Extrait fourni:

::::

Deux ans d’impasse en Syrie: une solution militaire «illusoire»

  • Geir Pedersen a déclaré au Conseil de sécurité que la tragédie humanitaire dans le pays «ne fait que s’aggraver», 14 millions de personnes ayant besoin d’aide pour survivre à un hiver rude
  • L’ambassadrice des États-Unis a affirmé que son pays était mécontent de l’impasse dans laquelle se trouve le Comité constitutionnel syrien et déçu du «manque de volonté» du régime Assad à faire des progrès

NEW YORK: L’impasse stratégique en Syrie indique clairement qu’aucune faction belligérante n’est susceptible d’avoir une influence décisive sur l’issue du conflit qui dure depuis dix ans. L’idée d’une solution militaire est donc «illusoire», a déclaré jeudi l’envoyé spécial des Nations unies pour la Syrie au Conseil de sécurité.

«Malgré la poursuite des violences et des souffrances, aucun changement ne s’est produit sur les lignes de front depuis près de deux ans», a affirmé Geir Pedersen.

::::

Consigne: Recopiez en entier l'extrait sur l'impasse en Syrie, sans changer un seul mot.

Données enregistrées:
::::

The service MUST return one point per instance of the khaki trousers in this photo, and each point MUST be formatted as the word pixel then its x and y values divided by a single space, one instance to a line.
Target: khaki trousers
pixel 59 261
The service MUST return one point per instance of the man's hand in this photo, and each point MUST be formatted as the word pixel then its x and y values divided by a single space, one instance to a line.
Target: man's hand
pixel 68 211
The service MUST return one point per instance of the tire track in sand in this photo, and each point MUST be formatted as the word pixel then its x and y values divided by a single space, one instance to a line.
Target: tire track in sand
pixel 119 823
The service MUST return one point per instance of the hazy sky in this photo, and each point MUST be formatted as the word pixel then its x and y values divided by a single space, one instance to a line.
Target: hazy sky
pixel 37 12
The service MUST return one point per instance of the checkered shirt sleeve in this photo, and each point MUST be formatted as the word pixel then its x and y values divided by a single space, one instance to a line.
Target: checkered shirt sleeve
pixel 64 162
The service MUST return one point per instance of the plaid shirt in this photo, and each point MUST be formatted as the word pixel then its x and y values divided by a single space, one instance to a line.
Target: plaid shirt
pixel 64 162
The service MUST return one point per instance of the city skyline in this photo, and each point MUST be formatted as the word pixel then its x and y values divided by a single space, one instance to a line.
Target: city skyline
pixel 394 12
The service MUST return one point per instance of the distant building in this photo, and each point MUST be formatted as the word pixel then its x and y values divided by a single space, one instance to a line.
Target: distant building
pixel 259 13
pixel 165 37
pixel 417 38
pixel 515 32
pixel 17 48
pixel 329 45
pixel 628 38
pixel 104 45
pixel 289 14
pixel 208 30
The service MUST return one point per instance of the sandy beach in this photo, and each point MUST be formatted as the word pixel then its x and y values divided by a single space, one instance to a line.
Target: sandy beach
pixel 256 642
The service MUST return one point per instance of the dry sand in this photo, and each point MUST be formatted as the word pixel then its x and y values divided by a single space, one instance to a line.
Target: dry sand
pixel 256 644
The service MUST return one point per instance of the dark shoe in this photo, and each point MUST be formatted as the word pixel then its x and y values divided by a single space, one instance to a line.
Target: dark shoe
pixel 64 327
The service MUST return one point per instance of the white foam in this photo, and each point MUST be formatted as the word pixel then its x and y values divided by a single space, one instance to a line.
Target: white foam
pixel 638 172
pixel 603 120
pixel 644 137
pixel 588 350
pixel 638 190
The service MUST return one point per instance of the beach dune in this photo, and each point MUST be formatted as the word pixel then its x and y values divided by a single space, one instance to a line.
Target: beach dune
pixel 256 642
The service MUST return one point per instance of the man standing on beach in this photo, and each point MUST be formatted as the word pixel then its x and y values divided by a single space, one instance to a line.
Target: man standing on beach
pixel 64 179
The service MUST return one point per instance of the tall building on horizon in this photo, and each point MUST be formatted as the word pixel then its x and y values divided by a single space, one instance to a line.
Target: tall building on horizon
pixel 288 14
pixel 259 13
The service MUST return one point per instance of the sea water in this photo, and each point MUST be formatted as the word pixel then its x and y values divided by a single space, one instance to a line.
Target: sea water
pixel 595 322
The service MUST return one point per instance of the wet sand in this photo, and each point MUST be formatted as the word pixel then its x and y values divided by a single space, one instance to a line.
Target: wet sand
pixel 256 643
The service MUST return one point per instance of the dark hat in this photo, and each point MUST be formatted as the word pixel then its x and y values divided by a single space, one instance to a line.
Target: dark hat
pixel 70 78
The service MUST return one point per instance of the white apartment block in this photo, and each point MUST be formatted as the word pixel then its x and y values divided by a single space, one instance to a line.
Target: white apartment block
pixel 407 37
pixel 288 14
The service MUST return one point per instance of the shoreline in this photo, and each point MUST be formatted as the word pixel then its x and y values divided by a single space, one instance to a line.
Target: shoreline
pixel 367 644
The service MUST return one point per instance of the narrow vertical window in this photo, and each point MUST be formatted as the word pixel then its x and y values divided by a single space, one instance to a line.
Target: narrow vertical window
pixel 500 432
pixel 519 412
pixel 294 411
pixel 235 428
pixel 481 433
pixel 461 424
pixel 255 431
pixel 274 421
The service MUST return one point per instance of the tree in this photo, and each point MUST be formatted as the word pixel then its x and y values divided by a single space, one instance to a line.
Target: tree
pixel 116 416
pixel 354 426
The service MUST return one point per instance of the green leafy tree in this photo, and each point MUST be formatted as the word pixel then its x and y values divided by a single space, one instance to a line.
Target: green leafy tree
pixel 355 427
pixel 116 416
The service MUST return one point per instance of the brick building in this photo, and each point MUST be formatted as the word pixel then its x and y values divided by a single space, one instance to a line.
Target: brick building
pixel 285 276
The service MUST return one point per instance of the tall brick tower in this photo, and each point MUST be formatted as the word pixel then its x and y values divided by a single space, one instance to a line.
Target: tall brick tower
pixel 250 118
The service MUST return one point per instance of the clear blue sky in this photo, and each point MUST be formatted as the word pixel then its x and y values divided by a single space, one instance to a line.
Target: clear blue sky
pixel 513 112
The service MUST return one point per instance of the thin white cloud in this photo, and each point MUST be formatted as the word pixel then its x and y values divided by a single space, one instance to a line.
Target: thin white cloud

::::

Réponse:
Deux ans d’impasse en Syrie: une solution militaire «illusoire»

  • Geir Pedersen a déclaré au Conseil de sécurité que la tragédie humanitaire dans le pays «ne fait que s’aggraver», 14 millions de personnes ayant besoin d’aide pour survivre à un hiver rude
  • L’ambassadrice des États-Unis a affirmé que son pays était mécontent de l’impasse dans laquelle se trouve le Comité constitutionnel syrien et déçu du «manque de volonté» du régime Assad à faire des progrès

NEW YORK: L’impasse stratégique en Syrie indique clairement qu’aucune faction belligérante n’est susceptible d’avoir une influence décisive sur l’issue du conflit qui dure depuis dix ans. L’idée d’une solution militaire est donc «illusoire», a déclaré jeudi l’envoyé spécial des Nations unies pour la Syrie au Conseil de sécurité.

«Malgré la poursuite des violences et des souffrances, aucun changement ne s’est produit sur les lignes de front depuis près de deux ans», a affirmé Geir Pedersen.